**Brief**: Whenever a line of the listing contains the string "flower", return that line.

**Input records**:
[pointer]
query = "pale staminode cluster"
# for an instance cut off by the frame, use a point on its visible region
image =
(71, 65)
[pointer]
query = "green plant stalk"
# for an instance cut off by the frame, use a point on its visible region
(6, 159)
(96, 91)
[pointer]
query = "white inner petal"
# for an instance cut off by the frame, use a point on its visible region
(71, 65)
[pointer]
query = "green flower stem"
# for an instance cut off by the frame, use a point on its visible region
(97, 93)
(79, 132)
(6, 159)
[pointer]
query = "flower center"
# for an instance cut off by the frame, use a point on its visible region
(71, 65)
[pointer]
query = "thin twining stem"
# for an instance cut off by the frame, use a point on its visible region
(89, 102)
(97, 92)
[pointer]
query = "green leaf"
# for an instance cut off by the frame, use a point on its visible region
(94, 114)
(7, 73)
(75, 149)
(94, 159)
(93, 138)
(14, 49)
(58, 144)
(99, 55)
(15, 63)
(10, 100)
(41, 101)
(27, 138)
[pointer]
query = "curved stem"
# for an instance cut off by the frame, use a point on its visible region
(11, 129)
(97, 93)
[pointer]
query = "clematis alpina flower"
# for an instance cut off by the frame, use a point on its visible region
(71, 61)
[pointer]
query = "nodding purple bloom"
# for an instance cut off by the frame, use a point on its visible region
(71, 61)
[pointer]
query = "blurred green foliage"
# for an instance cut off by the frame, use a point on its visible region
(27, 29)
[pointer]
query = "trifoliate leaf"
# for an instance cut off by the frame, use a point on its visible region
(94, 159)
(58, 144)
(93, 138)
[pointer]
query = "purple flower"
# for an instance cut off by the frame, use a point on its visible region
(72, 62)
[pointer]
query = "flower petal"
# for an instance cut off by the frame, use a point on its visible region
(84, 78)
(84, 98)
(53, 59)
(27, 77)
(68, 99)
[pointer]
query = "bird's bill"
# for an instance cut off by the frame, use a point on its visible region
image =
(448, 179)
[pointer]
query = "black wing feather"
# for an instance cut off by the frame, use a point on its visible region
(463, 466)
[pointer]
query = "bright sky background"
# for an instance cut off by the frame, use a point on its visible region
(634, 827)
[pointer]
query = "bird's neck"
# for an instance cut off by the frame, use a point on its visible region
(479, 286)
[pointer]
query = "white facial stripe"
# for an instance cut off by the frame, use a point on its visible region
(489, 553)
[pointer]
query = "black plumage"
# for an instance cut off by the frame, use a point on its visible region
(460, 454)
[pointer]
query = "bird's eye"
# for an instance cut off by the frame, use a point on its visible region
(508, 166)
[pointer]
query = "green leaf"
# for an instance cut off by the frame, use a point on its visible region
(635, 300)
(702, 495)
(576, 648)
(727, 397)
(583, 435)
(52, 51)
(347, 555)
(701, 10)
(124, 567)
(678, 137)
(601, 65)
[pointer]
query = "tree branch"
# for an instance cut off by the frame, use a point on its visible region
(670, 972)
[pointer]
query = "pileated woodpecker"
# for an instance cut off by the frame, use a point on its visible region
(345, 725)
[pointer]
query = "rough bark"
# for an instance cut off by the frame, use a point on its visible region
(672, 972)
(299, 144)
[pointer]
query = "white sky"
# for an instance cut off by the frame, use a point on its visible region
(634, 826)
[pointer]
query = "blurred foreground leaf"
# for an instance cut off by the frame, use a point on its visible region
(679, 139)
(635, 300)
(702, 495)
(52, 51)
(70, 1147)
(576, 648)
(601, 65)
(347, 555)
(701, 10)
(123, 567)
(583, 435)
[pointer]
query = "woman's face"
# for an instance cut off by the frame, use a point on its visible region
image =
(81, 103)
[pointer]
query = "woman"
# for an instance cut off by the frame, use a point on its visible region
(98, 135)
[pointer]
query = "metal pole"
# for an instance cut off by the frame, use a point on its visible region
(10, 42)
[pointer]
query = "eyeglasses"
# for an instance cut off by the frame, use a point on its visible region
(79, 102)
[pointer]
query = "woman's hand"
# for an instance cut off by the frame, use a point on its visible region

**Expected answer**:
query = "green flower stem"
query = "flower center"
query = "clematis alpina flower"
query = "purple flower"
query = "flower petal"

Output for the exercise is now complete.